> Task objective
Copy the lines verbatim, beginning with the line that contains "the mountain ridge" and continuing through the end of the data, and only those lines.

> Extracted material
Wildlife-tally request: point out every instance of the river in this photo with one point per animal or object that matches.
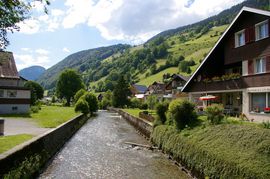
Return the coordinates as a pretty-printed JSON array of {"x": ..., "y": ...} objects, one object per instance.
[{"x": 98, "y": 150}]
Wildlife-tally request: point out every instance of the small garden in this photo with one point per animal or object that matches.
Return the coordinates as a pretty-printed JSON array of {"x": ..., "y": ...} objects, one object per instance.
[
  {"x": 8, "y": 142},
  {"x": 213, "y": 145}
]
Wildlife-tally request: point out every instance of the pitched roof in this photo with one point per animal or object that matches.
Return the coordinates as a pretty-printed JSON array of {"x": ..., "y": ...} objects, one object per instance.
[
  {"x": 140, "y": 88},
  {"x": 8, "y": 67},
  {"x": 185, "y": 78},
  {"x": 244, "y": 9}
]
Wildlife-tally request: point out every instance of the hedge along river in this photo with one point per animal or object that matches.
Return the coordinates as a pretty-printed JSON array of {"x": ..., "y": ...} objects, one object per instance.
[{"x": 98, "y": 150}]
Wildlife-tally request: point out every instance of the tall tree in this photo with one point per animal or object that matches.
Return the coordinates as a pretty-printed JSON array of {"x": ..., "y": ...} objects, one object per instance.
[
  {"x": 13, "y": 12},
  {"x": 36, "y": 91},
  {"x": 121, "y": 93},
  {"x": 68, "y": 84}
]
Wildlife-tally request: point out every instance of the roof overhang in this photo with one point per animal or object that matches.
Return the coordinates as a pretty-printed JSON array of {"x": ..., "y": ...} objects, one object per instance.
[{"x": 244, "y": 9}]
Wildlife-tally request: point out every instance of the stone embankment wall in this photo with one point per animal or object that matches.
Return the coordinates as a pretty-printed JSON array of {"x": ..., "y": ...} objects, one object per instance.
[
  {"x": 145, "y": 127},
  {"x": 26, "y": 160}
]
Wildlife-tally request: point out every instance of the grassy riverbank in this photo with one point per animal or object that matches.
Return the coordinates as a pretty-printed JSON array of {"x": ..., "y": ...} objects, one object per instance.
[
  {"x": 48, "y": 116},
  {"x": 220, "y": 151},
  {"x": 8, "y": 142},
  {"x": 53, "y": 116},
  {"x": 135, "y": 112}
]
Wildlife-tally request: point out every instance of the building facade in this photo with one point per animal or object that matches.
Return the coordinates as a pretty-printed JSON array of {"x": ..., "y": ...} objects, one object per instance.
[
  {"x": 14, "y": 97},
  {"x": 237, "y": 69}
]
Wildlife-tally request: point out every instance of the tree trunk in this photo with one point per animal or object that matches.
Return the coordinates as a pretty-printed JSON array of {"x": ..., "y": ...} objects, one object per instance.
[{"x": 68, "y": 101}]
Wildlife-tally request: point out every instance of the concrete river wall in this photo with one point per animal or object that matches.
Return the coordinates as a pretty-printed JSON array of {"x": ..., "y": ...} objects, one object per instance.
[
  {"x": 25, "y": 160},
  {"x": 100, "y": 149},
  {"x": 145, "y": 127}
]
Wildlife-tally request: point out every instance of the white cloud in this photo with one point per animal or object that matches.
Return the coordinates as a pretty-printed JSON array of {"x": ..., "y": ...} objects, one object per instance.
[
  {"x": 65, "y": 49},
  {"x": 29, "y": 26},
  {"x": 26, "y": 49},
  {"x": 57, "y": 12},
  {"x": 137, "y": 20},
  {"x": 27, "y": 60},
  {"x": 42, "y": 51},
  {"x": 131, "y": 20}
]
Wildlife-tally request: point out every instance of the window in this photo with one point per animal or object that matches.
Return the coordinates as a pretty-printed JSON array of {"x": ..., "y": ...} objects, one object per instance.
[
  {"x": 229, "y": 99},
  {"x": 240, "y": 38},
  {"x": 262, "y": 30},
  {"x": 12, "y": 94},
  {"x": 260, "y": 65},
  {"x": 258, "y": 102},
  {"x": 268, "y": 104}
]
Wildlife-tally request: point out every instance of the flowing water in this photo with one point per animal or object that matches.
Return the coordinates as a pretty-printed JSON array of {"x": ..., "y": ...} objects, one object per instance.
[{"x": 98, "y": 150}]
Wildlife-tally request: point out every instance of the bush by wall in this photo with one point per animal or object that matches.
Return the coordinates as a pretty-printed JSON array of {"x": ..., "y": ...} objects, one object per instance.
[
  {"x": 183, "y": 113},
  {"x": 220, "y": 151},
  {"x": 161, "y": 109},
  {"x": 215, "y": 113}
]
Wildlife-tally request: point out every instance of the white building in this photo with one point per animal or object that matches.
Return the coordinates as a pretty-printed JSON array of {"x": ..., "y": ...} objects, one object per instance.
[{"x": 14, "y": 97}]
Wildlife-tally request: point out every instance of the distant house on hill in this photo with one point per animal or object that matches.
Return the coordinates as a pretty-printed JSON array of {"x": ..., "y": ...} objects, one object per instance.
[
  {"x": 138, "y": 90},
  {"x": 14, "y": 97},
  {"x": 174, "y": 86},
  {"x": 236, "y": 72},
  {"x": 157, "y": 89}
]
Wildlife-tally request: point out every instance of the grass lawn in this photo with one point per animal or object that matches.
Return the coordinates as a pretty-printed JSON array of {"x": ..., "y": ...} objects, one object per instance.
[
  {"x": 157, "y": 77},
  {"x": 8, "y": 142},
  {"x": 53, "y": 116},
  {"x": 135, "y": 112}
]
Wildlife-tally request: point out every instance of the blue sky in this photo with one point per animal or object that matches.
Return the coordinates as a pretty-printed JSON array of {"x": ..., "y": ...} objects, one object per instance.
[{"x": 75, "y": 25}]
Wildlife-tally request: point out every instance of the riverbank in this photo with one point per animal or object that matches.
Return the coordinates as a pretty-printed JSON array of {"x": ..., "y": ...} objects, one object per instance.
[
  {"x": 100, "y": 150},
  {"x": 26, "y": 160},
  {"x": 143, "y": 126},
  {"x": 220, "y": 151}
]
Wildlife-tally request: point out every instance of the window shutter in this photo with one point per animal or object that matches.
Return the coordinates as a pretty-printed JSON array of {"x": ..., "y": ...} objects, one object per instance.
[
  {"x": 268, "y": 27},
  {"x": 250, "y": 67},
  {"x": 233, "y": 41},
  {"x": 247, "y": 40},
  {"x": 268, "y": 63},
  {"x": 252, "y": 34}
]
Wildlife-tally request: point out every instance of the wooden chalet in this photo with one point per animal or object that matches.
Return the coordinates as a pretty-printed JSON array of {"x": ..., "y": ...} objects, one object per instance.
[{"x": 237, "y": 69}]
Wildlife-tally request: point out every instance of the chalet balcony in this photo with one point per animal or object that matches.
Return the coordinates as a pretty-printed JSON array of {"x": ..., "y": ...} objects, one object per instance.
[{"x": 232, "y": 84}]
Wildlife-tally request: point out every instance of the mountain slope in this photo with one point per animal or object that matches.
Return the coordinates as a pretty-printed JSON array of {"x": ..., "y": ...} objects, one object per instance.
[
  {"x": 32, "y": 73},
  {"x": 224, "y": 17},
  {"x": 81, "y": 61},
  {"x": 174, "y": 51}
]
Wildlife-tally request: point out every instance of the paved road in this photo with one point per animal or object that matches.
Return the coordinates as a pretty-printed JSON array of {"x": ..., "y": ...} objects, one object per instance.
[{"x": 22, "y": 126}]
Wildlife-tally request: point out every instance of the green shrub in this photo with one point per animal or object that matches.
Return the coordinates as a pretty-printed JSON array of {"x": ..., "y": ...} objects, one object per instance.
[
  {"x": 218, "y": 151},
  {"x": 79, "y": 94},
  {"x": 144, "y": 106},
  {"x": 105, "y": 103},
  {"x": 266, "y": 124},
  {"x": 214, "y": 113},
  {"x": 183, "y": 113},
  {"x": 151, "y": 101},
  {"x": 135, "y": 103},
  {"x": 34, "y": 109},
  {"x": 161, "y": 109},
  {"x": 92, "y": 101},
  {"x": 82, "y": 106}
]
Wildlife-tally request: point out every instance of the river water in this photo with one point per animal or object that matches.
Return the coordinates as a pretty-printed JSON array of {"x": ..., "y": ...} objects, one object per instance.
[{"x": 98, "y": 150}]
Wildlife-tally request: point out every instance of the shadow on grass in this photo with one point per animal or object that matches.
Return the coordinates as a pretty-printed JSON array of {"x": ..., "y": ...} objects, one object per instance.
[{"x": 22, "y": 115}]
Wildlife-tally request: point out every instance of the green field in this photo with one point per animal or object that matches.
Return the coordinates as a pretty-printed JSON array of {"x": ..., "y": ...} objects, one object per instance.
[
  {"x": 8, "y": 142},
  {"x": 53, "y": 116},
  {"x": 157, "y": 77}
]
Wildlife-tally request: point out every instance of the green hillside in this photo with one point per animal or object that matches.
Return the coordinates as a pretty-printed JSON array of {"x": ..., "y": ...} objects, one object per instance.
[{"x": 178, "y": 50}]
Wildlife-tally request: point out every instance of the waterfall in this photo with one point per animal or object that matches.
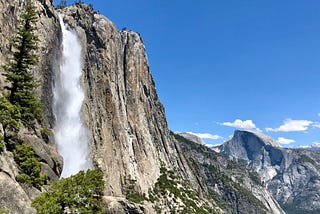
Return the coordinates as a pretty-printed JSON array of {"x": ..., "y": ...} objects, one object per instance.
[{"x": 71, "y": 137}]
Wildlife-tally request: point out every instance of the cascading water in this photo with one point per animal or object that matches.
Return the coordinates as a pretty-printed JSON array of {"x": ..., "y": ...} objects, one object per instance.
[{"x": 71, "y": 137}]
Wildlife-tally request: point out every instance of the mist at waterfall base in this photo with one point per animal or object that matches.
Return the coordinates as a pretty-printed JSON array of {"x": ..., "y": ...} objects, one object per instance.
[{"x": 71, "y": 137}]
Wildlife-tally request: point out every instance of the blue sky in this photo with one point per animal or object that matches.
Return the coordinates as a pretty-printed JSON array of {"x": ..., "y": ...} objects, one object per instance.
[{"x": 226, "y": 65}]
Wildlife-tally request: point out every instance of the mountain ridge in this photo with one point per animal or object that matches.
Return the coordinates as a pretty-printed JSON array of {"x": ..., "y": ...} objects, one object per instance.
[{"x": 291, "y": 175}]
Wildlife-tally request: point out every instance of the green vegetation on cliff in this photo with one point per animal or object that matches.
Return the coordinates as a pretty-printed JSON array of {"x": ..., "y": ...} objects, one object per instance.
[
  {"x": 29, "y": 165},
  {"x": 19, "y": 103},
  {"x": 80, "y": 193}
]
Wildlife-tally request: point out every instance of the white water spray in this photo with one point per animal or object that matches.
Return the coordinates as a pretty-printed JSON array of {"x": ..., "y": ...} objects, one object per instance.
[{"x": 71, "y": 136}]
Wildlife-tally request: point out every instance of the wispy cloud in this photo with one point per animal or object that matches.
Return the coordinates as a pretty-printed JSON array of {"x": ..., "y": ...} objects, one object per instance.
[
  {"x": 241, "y": 124},
  {"x": 207, "y": 136},
  {"x": 290, "y": 125},
  {"x": 285, "y": 141}
]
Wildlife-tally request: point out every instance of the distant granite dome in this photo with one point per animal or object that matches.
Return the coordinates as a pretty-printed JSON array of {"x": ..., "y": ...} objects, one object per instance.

> Task response
Wildlife-tally request: point out every instance of the mountain ridge in this photo with one point per animal or object that matches.
Return the coordinates as a pretty-printed JSON array of {"x": ..., "y": ...} objects, one object per instance.
[{"x": 291, "y": 175}]
Wildlife-tally request: point out every instance of the green vegetation on cliff in this photo with one point per animal or object that matches.
Return the coordinates as a pretty-printed JSON array of {"x": ..., "y": ...} objects, one object per instance.
[
  {"x": 29, "y": 165},
  {"x": 19, "y": 103},
  {"x": 80, "y": 193}
]
Wildlife-tally request: point out every instance of the white water spray in this photo with one point per animal or object that matches.
Return the coordinates as a pretty-printed JSON array of {"x": ..., "y": ...} objects, one object per instance.
[{"x": 71, "y": 136}]
Wildlife-tally request: point out every instance of the wispy cloud in this photo with one point per animal or object that matches.
Return the coordinates as a pretty-printed JSON array of {"x": ..., "y": ...} objects, one object per instance.
[
  {"x": 241, "y": 124},
  {"x": 207, "y": 136},
  {"x": 290, "y": 125},
  {"x": 285, "y": 141}
]
Wildlife-tally request: point out every instance of the distant granite dome in this photo with one point per animal or object that matches.
Return the coordinates as a pretty-printed JSON array of {"x": ..., "y": ...} objects, one object per instance.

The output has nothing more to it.